_ASSIGNED TASK_
Which lines run from the one containing "positive clicks: (367, 93) (345, 99)" to the end of the listing below? Write them out exactly, both ends included, with nothing else.

_DATA FOR PROCESSING_
*** Block opens ***
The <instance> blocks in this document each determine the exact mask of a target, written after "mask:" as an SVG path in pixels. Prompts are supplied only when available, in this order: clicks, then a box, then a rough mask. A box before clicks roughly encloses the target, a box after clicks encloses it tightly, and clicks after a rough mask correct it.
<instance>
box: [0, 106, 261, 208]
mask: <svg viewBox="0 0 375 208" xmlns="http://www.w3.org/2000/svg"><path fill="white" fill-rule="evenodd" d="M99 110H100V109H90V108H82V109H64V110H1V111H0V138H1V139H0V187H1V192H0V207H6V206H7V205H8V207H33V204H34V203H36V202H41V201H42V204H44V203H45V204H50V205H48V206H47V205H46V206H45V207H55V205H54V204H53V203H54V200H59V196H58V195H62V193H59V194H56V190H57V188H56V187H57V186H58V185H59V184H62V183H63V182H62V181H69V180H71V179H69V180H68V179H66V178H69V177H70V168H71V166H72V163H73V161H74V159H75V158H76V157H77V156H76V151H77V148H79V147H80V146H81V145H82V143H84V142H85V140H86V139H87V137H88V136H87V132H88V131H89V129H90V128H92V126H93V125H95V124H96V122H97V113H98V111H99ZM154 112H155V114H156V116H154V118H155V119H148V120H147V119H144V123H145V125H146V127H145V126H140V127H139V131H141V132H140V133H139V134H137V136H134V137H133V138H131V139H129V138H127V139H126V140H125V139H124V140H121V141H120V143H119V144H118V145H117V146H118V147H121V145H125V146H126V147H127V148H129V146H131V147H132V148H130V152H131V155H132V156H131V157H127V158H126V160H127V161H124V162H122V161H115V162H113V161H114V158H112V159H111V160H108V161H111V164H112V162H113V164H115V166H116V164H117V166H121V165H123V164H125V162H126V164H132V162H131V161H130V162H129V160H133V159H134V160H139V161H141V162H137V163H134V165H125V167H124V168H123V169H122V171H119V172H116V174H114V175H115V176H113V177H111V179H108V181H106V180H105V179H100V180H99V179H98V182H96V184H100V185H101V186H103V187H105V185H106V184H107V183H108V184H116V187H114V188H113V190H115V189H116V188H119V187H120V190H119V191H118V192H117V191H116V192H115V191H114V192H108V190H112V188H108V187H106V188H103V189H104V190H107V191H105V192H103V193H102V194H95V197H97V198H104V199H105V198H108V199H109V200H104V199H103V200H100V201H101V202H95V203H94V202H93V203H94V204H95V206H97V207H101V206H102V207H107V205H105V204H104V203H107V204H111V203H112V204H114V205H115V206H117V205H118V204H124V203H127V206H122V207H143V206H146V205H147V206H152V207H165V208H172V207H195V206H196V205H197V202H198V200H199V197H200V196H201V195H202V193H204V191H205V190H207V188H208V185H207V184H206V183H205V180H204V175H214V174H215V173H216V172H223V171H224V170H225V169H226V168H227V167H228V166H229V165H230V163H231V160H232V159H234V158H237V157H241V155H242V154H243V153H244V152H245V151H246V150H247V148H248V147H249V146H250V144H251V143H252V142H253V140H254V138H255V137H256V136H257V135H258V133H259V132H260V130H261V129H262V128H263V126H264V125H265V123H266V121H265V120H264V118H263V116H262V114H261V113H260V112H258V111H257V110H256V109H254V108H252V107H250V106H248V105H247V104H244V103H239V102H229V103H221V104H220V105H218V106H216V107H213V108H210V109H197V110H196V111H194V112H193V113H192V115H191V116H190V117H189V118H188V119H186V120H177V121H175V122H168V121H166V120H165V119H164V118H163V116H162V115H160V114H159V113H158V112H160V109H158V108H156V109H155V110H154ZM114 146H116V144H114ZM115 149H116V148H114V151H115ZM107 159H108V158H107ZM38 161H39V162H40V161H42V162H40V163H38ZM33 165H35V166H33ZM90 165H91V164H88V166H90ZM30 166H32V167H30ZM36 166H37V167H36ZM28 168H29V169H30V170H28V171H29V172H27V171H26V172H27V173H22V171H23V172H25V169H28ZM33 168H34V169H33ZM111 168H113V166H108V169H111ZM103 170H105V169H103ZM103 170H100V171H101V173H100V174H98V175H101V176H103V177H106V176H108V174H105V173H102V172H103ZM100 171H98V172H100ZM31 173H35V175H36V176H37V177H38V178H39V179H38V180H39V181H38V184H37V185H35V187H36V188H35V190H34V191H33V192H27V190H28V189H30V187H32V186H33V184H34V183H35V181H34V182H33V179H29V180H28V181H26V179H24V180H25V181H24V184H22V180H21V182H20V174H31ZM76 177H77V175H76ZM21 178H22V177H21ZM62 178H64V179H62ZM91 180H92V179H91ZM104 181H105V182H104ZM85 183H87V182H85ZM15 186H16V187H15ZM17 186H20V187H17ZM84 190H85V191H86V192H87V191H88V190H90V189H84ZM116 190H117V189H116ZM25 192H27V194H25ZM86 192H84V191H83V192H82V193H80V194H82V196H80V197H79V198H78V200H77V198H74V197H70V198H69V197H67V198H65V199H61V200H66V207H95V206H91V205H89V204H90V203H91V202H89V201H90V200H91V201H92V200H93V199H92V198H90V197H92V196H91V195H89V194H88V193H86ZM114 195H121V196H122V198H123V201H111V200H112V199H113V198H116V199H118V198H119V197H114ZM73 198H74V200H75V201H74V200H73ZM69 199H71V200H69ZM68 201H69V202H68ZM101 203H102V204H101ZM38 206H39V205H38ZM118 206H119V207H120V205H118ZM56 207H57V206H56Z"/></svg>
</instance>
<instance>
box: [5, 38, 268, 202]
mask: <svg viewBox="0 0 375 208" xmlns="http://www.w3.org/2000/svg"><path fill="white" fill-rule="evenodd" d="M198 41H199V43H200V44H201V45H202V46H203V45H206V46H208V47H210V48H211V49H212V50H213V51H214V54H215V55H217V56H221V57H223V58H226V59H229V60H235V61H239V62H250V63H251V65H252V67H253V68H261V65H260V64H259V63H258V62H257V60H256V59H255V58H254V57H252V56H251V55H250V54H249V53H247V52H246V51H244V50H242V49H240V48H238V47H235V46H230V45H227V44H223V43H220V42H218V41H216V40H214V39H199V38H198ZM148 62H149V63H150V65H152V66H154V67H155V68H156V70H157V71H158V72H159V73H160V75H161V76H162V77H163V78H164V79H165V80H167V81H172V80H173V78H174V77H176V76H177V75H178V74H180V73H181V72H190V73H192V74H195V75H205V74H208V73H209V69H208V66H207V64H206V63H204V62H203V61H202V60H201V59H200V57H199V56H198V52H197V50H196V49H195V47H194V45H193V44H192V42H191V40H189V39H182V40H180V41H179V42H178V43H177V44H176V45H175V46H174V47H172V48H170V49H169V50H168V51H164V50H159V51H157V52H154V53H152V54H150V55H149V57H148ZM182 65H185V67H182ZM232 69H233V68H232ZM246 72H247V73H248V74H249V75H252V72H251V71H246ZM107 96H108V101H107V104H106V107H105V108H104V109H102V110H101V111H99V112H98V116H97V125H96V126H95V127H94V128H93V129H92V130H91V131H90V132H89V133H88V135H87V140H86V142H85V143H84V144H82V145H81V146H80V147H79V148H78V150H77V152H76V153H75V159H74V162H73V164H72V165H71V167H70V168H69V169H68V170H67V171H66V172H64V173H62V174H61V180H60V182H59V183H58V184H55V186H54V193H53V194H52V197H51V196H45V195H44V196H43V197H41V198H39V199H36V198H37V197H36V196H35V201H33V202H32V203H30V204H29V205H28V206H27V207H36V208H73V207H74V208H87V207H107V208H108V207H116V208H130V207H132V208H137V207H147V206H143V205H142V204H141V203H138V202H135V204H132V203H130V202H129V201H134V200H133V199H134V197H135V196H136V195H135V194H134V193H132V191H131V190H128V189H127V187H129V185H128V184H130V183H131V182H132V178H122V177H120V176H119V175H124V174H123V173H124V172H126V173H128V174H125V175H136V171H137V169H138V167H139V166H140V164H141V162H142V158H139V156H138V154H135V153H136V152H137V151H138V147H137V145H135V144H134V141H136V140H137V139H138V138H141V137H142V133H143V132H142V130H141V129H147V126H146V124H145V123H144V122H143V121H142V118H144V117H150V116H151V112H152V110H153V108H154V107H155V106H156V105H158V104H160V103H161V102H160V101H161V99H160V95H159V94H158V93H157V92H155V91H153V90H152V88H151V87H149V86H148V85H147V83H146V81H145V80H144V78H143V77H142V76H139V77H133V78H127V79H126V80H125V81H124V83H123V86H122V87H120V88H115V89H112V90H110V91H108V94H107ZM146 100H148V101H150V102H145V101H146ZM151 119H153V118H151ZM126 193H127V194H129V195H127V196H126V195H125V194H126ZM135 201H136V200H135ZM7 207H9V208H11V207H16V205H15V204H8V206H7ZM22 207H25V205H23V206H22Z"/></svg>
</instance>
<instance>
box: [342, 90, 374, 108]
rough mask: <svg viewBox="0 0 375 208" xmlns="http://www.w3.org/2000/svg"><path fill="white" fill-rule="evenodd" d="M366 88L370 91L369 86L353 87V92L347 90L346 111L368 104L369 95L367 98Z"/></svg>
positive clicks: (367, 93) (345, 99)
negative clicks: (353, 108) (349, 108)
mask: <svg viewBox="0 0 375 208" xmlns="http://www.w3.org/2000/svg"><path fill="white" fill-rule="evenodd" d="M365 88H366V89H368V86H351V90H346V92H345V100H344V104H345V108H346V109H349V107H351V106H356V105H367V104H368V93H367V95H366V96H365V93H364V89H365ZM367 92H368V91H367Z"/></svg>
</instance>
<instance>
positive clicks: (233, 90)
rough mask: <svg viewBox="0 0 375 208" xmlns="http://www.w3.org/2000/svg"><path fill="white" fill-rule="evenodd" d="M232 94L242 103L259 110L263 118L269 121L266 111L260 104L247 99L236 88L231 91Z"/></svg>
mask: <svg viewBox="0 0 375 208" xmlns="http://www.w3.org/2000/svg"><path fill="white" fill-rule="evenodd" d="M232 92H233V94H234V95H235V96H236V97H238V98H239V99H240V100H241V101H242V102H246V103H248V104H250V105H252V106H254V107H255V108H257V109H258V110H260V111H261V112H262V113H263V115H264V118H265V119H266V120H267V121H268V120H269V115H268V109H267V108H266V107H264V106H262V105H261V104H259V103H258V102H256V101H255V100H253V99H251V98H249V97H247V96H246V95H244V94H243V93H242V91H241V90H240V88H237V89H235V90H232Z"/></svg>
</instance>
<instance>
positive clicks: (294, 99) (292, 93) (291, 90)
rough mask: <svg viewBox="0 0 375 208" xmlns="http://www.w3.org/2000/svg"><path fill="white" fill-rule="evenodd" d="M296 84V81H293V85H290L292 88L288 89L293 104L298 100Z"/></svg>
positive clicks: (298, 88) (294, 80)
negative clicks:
*** Block closes ***
_OUTPUT FOR THIS TASK_
positive clicks: (367, 93) (345, 99)
negative clicks: (353, 108) (349, 108)
mask: <svg viewBox="0 0 375 208" xmlns="http://www.w3.org/2000/svg"><path fill="white" fill-rule="evenodd" d="M365 88H366V89H368V86H351V90H346V92H345V100H344V104H345V108H346V109H349V107H351V106H356V105H367V104H368V93H367V95H366V96H365V93H364V89H365ZM367 92H368V91H367Z"/></svg>
</instance>
<instance>
positive clicks: (233, 90)
rough mask: <svg viewBox="0 0 375 208" xmlns="http://www.w3.org/2000/svg"><path fill="white" fill-rule="evenodd" d="M232 94L242 103L259 110L263 118L269 121L266 111L260 104L247 99L236 88L231 91Z"/></svg>
mask: <svg viewBox="0 0 375 208" xmlns="http://www.w3.org/2000/svg"><path fill="white" fill-rule="evenodd" d="M232 92H233V94H234V95H235V96H236V97H238V98H239V99H240V100H241V101H242V102H246V103H248V104H250V105H252V106H254V107H255V108H257V109H258V110H260V111H261V112H262V113H263V115H264V118H265V119H266V120H267V121H268V120H269V115H268V109H267V108H266V107H264V106H262V105H261V104H259V103H258V102H256V101H255V100H253V99H251V98H249V97H247V96H246V95H244V94H243V93H242V91H241V90H240V88H237V89H235V90H232Z"/></svg>
</instance>
<instance>
positive clicks: (294, 99) (292, 93) (291, 90)
rough mask: <svg viewBox="0 0 375 208" xmlns="http://www.w3.org/2000/svg"><path fill="white" fill-rule="evenodd" d="M296 84V81H293V85H290L292 88L288 89L293 104L298 100Z"/></svg>
positive clicks: (298, 88) (294, 80)
negative clicks:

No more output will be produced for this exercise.